▶ Daftar Tugas:
A – Menurut teks tentang sikap tidak memilih, benda apa yang ditemukan ibu penulis sudah menjadi beberapa robekan?
B – Teruskan teks tentang sikap tidak memilih mulai dari kalimat terakhirnya.

== Kutipan Teks ==

Beberapa
hari yang lalu, ibuku terkejut menemukan kertas daftar pemilih untuk pilkada
telah menjadi beberapa robekan. Ia kebingungan karena mengira lembaran tersebut
masih akan digunakan. Lalu aku mengingatkannya,bahwa tidak ada pemilihan dalam
waktu dekat ini. Lagipula, kertas daftar pemilih tersebut adalah daftar pemilih
yang telah digunakan untuk pemilihan walikota beberapa minggu yang lalu.
Tiba-tiba
saja hal itu mengingatkanku pada beberapa waktu pemilihan kepala daerah yang aku
lewatkan tanpa memasuki bilik suara barang sedikitpun. Aku selalu memilih tidur
pagi itu. Atau lebih tepatnya jika dibilang pura-pura tidur.
----
Anggap saja
bahwa aku tidak berpendirian, tidak cukup berani untuk memilih. Tapi buatku,
entah karena malas ataupun atas determinasi ideologi tertentu, tidak memilih
pun adalah sebuah pilihan juga. Atau dalam bahasa lain adalah sikap juga. Perkara
kekecewaan atau ketidaksetujuan pada beberapa hal dibelakangnya mungkin. Yang
kemudian menghilangkan selera seseorang untuk memilih salah satu calon pemimpin
yang telah ia tahu bahwa beberapa diantaranya tak lebih dari onggokan daging
busuk tanpa nilai berbalut jas dan dasi saja. Mungkin saja. Seperti pada apa
yang aku lihat ini misalnya.

===
== Baris Data ==

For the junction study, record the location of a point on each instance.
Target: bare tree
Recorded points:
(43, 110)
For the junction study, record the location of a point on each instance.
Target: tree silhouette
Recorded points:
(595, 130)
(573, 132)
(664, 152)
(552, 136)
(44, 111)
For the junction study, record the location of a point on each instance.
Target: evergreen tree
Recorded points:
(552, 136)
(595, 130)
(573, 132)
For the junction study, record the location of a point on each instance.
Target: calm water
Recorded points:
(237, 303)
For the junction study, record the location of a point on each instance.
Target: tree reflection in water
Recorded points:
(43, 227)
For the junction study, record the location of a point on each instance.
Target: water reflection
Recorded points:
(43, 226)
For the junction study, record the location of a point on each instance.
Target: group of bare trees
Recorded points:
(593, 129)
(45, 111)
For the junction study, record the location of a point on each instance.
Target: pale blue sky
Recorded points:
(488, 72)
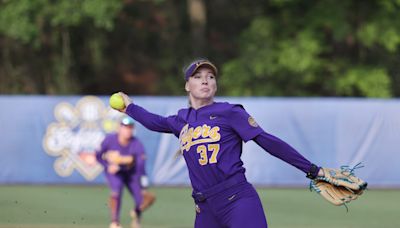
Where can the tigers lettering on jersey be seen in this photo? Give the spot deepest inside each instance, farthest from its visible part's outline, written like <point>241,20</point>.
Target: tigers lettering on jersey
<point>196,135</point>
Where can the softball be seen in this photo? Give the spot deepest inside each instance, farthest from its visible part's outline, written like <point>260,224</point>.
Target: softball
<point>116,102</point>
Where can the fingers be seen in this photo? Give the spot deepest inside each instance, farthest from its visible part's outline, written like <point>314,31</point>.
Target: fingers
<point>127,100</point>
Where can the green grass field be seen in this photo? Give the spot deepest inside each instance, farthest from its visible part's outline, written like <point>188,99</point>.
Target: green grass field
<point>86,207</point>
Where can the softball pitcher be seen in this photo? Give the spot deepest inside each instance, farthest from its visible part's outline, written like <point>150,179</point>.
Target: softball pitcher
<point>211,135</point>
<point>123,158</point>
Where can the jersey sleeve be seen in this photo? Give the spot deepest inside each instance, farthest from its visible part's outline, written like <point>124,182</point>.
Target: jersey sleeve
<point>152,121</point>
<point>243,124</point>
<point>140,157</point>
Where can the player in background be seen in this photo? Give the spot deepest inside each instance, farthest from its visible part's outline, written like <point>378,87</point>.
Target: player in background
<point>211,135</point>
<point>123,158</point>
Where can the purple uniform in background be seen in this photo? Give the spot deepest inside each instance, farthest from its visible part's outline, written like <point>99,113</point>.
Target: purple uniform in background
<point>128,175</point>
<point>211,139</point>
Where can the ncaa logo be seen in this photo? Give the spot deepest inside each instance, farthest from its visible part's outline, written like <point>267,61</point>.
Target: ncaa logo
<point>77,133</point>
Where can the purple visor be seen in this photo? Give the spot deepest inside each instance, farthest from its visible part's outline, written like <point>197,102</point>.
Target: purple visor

===
== Baris Data ==

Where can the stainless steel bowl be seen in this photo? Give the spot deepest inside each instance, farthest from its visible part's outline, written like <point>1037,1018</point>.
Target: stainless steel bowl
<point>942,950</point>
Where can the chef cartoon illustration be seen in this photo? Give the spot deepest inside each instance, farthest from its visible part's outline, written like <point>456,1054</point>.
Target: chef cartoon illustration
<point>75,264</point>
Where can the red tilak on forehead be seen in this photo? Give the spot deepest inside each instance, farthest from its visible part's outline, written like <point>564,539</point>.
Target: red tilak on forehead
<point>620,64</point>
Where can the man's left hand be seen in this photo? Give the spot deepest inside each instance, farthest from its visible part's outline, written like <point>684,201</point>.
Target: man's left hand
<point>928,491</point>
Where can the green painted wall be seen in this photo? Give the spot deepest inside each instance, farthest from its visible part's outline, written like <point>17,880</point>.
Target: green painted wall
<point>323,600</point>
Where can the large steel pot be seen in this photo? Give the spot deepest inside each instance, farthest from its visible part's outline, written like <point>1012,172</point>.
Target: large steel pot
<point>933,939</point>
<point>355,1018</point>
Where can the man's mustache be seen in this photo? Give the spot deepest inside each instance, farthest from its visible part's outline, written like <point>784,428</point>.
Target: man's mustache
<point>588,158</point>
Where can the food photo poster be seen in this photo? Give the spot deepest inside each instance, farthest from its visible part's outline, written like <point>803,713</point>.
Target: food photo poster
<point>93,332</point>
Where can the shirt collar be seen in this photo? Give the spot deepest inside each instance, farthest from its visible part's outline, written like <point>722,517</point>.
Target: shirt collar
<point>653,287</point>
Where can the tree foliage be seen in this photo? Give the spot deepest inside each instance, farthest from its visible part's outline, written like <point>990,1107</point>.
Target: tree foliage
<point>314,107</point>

===
== Baris Data ==

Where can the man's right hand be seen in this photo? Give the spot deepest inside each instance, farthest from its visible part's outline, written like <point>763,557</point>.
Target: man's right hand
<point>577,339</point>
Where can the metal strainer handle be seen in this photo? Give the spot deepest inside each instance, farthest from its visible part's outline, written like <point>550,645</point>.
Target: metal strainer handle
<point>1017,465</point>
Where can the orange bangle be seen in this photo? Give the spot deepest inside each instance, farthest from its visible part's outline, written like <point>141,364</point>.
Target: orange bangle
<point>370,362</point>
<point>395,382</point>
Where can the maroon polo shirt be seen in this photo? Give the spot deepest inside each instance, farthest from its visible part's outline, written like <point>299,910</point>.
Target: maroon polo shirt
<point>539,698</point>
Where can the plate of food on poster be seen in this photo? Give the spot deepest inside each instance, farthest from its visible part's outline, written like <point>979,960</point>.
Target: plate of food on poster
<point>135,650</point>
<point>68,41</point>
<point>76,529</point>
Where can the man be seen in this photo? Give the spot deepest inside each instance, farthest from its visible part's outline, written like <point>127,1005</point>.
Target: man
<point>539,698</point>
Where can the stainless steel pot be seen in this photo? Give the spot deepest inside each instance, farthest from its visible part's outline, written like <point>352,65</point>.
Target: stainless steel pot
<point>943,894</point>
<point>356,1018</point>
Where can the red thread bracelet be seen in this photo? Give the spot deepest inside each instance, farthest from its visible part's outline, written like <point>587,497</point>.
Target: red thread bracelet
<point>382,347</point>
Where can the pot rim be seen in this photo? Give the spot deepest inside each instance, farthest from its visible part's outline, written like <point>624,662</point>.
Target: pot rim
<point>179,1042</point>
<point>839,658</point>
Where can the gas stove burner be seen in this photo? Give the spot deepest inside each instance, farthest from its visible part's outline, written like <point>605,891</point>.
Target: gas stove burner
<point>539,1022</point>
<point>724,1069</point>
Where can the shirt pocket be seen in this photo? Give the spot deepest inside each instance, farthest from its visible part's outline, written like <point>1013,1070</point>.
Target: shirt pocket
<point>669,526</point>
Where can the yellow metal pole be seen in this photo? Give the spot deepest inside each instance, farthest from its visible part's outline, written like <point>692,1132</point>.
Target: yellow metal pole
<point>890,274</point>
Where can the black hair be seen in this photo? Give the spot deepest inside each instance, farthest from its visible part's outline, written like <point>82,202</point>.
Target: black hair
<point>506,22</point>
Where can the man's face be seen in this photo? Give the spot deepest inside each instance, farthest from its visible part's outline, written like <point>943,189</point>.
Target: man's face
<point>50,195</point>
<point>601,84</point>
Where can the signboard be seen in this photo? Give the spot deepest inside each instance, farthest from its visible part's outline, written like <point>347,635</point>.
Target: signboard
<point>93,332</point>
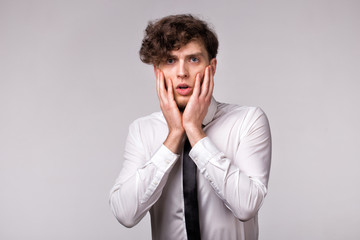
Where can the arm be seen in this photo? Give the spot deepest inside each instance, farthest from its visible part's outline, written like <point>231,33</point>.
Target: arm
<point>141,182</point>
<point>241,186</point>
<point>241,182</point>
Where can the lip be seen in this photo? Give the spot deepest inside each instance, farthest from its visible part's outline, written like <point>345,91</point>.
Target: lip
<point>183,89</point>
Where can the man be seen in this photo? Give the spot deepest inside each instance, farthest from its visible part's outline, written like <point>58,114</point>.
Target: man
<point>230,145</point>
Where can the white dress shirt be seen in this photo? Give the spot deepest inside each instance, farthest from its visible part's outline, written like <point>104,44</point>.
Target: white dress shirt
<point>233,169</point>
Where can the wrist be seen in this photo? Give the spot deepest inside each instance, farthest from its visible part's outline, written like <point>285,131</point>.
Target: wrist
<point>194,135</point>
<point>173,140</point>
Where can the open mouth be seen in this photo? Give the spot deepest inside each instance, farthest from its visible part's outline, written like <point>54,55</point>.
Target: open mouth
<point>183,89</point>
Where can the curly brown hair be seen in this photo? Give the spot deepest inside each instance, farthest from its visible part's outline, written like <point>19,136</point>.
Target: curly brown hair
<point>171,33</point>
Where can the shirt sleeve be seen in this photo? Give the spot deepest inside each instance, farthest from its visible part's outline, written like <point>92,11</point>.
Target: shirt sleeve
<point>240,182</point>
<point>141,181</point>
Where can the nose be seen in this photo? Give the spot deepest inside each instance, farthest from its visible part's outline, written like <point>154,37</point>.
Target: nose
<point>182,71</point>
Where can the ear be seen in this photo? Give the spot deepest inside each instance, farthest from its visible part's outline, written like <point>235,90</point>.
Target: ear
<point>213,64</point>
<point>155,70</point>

===

▶ Hasil Tugas:
A – Kertas daftar pemilih untuk pilkada.

B –
Partai. Sebuah
instrumen politik yang buatku beberapa diantaranya lebih mirip industri kotak
suara, menjajakan jagoan-jagoannya untuk dimenangkan pada pertarungan perebutan
kursi kepemimpinan. Besarnya dana operasional, serta SDM yang dikeluarkan untuk
satu kali pertarungan, menjadikan siapapun yang terlibat dalam pertarungan ini
akan tertuju pada pemikiran “balik modal”. Prinsip bisnis paling sederhana. Lalu
bagian terburuknya adalah ini. Pada dunia pendidikan, mindset “balik modal” yang
kemudian tumbuh pada kebanyakan mahasiswa akibat semakin mahalnya dana
operasional pendidikan, telah menjadikan mereka berpikir bahwa goal dari pendidikan tinggi adalah pekerjaan dengan gaji tinggi. Yang secara asumtif telah menggerus konsensus atas peran-peran
sakral mahasiswa serta cita-cita luhur pendidikan dari ingatan mereka. Hal serupa pun sangat
mungkin terjadi pada dunia partai ini, yang mengakibatkan pelupaan terhadap
cita-cita luhur yang ingin dicapai partai. Cita-cita yang lebih sublim dari
sebuah kepemimpinan.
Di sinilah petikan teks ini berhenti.